# [Page extract]
-*-

= Ruth Shoer Rappaport =

American scientist and vaccine researcher (1937–2020)

Ruth Shoer Rappaport (née Shoer; April 22, 1937 – April 28, 2020) was an American scientist and vaccine researcher.

== Early life and education ==
Born on April 22, 1937 to Jennie (Pearl) Shoer and Irving Shoer, Ruth Shoer grew up in Peabody, Massachusetts. She graduated from Peabody High School and, along with her twin sister, graduated from Vassar College in 1959. She continued her studies at Yale University and earned her Ph.D. in 1967.

== Career ==
Ruth Shoer Rappaport was the first woman hired as a scientist at Wyeth Laboratories. She worked at Wyeth for four decades and rose to become the senior director of clinical immunology and virology at the company. Her research contributed to the development of vaccines for several diseases such as influenza, HIV, human rotavirus, adenovirus, E. coli, and cholera. Throughout her career, Shoer authored dozens of scientific papers.

-*-

# [What to work on]
1) Using the biography of Ruth Shoer Rappaport, say whether each statement agrees with it, answering yes or no and quoting the deciding words: (a) She earned her Ph.D. from Yale University in 1967. (b) She spent three decades at Wyeth Laboratories. (c) She graduated from Vassar College alongside her twin sister.
2) Turn the paragraph of the biography of Ruth Shoer Rappaport that begins "Ruth Shoer Rappaport was the first woman" into a short bulleted list that keeps its main facts.
3) According to the biography of Ruth Shoer Rappaport, in what town did she grow up?
The lines after this biography aren't needed for any of the work here.

-*-

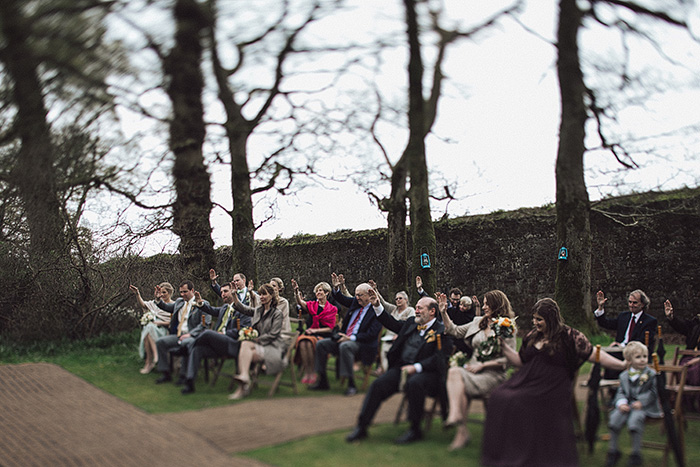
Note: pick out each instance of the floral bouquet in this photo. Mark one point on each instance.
(247, 334)
(488, 349)
(147, 318)
(503, 327)
(458, 359)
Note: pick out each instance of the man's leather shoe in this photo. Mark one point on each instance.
(321, 385)
(409, 437)
(612, 458)
(164, 378)
(357, 434)
(189, 387)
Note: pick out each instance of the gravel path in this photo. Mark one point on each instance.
(49, 416)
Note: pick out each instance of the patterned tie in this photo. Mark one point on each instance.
(354, 323)
(632, 323)
(183, 317)
(224, 321)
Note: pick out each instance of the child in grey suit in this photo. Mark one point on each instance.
(636, 399)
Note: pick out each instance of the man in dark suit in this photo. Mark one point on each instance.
(222, 340)
(357, 339)
(630, 325)
(185, 325)
(416, 358)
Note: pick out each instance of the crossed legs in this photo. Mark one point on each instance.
(459, 408)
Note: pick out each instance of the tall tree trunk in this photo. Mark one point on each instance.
(192, 185)
(573, 281)
(238, 130)
(422, 231)
(34, 172)
(243, 241)
(395, 206)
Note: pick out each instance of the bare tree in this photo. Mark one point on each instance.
(579, 104)
(187, 131)
(272, 173)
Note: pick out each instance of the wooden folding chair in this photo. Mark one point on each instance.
(218, 371)
(431, 404)
(688, 390)
(673, 373)
(177, 352)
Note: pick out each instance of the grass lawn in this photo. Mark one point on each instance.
(112, 364)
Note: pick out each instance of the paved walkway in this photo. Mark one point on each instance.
(49, 416)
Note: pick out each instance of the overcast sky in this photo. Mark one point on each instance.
(497, 125)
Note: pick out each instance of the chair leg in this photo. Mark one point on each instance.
(217, 370)
(399, 412)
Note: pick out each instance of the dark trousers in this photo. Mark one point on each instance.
(418, 386)
(210, 344)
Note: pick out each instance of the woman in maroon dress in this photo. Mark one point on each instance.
(529, 420)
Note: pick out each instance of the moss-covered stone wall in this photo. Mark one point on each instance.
(647, 241)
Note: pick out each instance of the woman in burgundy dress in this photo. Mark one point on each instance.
(529, 419)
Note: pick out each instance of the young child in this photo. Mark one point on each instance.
(636, 399)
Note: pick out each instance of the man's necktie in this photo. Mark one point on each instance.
(224, 320)
(353, 324)
(183, 316)
(629, 334)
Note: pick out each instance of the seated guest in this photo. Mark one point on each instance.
(636, 399)
(630, 325)
(416, 358)
(282, 303)
(357, 337)
(185, 325)
(691, 330)
(401, 311)
(323, 316)
(535, 403)
(246, 295)
(487, 367)
(268, 347)
(155, 324)
(222, 340)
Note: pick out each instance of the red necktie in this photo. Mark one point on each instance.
(632, 323)
(353, 324)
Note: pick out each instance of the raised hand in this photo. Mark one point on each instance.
(442, 301)
(335, 280)
(475, 301)
(600, 299)
(373, 298)
(668, 309)
(419, 283)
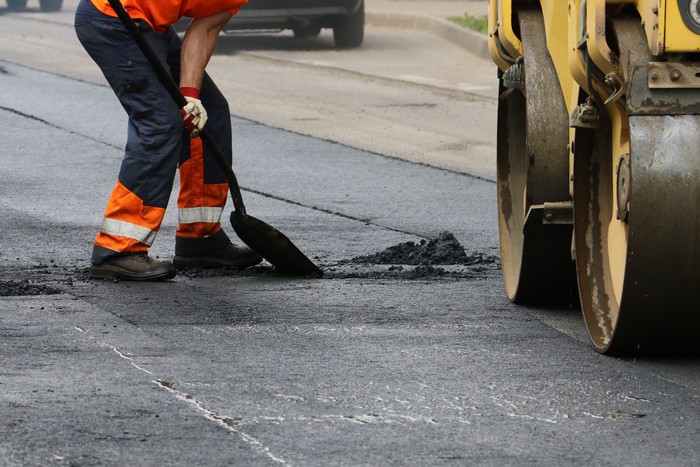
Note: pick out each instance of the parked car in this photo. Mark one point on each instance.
(45, 5)
(306, 18)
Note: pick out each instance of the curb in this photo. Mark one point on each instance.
(465, 38)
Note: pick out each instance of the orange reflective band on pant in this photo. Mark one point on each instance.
(128, 225)
(200, 205)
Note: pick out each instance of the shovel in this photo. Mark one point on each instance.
(265, 240)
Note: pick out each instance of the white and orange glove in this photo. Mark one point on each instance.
(193, 114)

-*-

# [Your responses]
1)
(a) Yes: "She continued her studies at Yale University and earned her Ph.D. in 1967."
(b) No: "She worked at Wyeth for four decades"
(c) Yes: "along with her twin sister, graduated from Vassar College in 1959"

2)
- First woman hired as a scientist at Wyeth Laboratories
- Worked at Wyeth for four decades, rising to senior director of clinical immunology and virology
- Her research contributed to vaccines for influenza, HIV, human rotavirus, adenovirus, E. coli, and cholera
- Authored dozens of scientific papers

3) Peabody, Massachusetts.